Determine how many lines in the listing below include "this", and answer with only that number.

* [Records for the exercise]:

-- -- --

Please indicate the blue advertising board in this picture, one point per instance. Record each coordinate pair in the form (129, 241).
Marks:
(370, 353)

-- -- --

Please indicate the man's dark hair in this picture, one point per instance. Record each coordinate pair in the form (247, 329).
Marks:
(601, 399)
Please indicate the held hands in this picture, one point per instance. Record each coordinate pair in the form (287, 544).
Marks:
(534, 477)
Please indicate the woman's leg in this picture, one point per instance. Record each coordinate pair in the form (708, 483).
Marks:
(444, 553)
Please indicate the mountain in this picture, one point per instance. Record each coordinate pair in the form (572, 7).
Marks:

-- -- --

* [Your response]:
5